§ **What to do**
Each line from the opening of the records that follow to the line with "191L763 457L821 481L823" needs to be written out exactly. Add nothing.
=== Available records ===
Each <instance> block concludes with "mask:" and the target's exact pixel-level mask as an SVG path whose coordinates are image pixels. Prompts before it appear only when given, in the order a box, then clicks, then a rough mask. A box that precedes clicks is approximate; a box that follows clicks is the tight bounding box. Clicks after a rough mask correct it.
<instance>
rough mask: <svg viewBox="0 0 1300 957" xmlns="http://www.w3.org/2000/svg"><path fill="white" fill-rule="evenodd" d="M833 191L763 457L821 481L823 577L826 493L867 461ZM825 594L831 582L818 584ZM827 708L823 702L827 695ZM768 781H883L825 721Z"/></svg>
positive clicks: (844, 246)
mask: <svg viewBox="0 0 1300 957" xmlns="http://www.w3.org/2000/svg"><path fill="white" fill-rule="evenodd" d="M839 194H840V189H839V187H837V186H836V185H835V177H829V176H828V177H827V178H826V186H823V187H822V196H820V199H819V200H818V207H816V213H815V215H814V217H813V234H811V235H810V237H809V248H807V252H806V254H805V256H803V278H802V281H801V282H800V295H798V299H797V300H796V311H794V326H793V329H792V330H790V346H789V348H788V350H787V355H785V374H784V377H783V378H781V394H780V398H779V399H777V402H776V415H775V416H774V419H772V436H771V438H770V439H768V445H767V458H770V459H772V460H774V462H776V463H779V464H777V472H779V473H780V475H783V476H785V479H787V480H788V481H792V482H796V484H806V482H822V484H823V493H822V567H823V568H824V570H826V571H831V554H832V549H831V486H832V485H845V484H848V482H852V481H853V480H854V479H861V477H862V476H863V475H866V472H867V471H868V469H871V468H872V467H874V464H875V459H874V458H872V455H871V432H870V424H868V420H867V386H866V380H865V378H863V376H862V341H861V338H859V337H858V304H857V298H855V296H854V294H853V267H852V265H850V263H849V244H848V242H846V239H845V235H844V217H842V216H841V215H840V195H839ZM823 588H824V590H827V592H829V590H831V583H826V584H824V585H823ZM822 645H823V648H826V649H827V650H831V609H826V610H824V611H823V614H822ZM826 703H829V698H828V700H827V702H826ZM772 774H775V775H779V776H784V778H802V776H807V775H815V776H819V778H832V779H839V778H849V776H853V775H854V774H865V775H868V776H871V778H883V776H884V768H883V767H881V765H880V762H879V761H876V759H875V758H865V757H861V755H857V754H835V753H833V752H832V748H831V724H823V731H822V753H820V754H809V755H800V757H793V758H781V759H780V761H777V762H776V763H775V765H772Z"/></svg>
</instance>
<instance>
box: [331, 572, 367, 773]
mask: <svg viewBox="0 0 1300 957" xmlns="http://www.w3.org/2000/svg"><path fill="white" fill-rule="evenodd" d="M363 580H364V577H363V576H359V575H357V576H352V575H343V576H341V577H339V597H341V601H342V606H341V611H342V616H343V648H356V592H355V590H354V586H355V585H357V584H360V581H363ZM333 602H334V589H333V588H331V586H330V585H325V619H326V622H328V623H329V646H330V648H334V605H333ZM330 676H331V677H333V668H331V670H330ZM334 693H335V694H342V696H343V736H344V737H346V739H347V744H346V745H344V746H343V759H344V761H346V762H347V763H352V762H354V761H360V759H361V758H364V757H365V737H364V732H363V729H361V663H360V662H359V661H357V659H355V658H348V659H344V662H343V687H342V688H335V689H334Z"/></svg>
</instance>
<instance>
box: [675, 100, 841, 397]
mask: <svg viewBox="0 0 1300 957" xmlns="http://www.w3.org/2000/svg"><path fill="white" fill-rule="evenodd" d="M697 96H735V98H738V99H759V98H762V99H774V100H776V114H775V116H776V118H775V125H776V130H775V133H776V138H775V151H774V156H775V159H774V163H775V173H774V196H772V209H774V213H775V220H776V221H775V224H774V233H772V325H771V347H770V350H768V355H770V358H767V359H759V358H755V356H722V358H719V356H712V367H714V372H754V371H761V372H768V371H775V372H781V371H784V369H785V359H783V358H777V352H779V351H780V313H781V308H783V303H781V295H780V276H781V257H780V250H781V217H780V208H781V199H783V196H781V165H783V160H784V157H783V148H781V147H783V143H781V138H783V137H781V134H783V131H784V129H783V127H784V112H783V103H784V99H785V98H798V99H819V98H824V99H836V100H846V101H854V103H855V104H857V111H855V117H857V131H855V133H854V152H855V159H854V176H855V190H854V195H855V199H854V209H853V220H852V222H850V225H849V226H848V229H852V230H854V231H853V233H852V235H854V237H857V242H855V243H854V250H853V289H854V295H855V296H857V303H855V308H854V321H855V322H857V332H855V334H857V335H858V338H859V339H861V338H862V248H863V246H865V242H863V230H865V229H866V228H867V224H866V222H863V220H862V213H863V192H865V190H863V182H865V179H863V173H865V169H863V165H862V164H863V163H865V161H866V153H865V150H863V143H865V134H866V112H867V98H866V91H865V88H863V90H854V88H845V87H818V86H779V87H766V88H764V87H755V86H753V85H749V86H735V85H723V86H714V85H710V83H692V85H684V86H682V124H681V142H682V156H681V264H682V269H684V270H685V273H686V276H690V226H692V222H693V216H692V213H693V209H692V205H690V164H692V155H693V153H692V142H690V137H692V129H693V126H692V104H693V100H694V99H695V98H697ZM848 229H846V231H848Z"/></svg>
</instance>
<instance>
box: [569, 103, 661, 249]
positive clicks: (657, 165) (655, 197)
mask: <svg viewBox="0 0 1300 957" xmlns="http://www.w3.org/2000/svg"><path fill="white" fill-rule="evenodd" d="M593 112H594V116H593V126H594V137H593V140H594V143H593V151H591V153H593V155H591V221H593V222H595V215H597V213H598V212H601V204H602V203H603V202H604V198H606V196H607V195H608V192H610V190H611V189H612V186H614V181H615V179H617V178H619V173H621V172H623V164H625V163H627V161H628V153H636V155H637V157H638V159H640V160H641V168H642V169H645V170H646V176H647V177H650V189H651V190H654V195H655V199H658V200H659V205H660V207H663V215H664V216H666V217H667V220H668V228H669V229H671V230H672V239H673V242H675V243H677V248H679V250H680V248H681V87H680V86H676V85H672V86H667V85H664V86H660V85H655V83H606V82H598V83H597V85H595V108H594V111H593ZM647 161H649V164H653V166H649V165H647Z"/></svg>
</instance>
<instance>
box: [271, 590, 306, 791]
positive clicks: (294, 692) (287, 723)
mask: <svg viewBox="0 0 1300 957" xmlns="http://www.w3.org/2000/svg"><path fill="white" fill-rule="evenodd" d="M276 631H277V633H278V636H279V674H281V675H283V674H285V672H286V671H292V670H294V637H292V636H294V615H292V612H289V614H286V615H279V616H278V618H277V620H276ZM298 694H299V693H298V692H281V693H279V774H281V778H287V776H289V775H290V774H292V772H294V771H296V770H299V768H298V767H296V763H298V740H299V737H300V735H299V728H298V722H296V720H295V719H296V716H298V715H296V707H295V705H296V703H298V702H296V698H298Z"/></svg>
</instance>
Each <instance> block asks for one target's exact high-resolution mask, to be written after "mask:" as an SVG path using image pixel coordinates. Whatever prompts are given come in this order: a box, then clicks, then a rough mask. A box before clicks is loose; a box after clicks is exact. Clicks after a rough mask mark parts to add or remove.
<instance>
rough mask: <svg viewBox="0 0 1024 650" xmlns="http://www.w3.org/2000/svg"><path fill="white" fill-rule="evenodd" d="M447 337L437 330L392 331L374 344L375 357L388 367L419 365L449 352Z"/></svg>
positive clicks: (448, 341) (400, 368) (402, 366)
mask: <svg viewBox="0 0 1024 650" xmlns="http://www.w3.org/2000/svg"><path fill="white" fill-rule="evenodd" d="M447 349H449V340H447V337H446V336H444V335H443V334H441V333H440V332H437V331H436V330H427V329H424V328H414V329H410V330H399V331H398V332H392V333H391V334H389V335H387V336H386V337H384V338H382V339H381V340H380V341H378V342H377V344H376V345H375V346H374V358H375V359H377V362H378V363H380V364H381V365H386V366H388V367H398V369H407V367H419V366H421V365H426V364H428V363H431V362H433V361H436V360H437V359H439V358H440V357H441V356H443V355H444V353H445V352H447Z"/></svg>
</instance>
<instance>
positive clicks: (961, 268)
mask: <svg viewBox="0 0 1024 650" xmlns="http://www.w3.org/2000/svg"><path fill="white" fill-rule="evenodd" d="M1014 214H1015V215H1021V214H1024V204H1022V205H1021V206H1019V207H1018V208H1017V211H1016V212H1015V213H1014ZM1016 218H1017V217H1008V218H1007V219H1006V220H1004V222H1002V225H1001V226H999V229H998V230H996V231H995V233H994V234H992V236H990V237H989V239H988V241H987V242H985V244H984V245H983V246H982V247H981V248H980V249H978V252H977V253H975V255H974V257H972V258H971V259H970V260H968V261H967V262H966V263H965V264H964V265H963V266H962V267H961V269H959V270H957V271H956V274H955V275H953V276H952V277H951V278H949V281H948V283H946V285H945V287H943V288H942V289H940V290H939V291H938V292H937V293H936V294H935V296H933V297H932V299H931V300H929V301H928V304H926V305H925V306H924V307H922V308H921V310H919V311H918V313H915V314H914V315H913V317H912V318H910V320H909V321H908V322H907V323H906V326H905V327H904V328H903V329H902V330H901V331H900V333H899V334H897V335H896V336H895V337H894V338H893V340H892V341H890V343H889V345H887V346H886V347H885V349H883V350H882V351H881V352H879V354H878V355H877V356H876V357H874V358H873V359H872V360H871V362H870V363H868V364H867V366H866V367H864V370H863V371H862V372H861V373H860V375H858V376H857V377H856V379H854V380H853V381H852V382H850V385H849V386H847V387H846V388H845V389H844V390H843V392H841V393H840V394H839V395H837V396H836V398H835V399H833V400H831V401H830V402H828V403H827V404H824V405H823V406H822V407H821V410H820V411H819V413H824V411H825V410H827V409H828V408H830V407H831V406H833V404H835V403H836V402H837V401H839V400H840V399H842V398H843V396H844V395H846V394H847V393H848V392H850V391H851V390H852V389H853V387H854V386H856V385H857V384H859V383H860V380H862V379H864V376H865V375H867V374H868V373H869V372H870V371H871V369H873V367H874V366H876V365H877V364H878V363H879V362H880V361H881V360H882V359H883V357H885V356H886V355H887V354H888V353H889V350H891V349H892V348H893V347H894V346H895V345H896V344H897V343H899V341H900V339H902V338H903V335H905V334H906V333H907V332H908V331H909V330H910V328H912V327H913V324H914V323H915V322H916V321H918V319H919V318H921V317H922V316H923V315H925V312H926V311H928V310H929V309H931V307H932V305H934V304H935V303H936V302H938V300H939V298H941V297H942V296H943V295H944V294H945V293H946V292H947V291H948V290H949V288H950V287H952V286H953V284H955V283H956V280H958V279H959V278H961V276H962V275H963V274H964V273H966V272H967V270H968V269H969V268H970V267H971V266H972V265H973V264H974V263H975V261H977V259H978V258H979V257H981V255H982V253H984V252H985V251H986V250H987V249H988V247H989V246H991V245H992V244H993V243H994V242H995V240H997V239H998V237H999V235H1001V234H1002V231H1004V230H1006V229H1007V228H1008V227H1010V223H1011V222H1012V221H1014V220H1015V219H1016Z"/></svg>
===
§ **Written solution**
Each <instance> block concludes with "mask:" and the target's exact pixel-level mask as an SVG path whose coordinates are image pixels. Prompts before it appear only when given, in the order a box, then clicks, then a rough mask. A box that precedes clicks is approximate; a box that follows clicks is the tight bounding box. Clicks after a rough mask correct it.
<instance>
rough mask: <svg viewBox="0 0 1300 957" xmlns="http://www.w3.org/2000/svg"><path fill="white" fill-rule="evenodd" d="M833 191L763 457L821 481L823 577L826 493L867 461ZM825 594L831 582L818 584ZM827 708L823 702L827 695ZM768 781H883L825 721Z"/></svg>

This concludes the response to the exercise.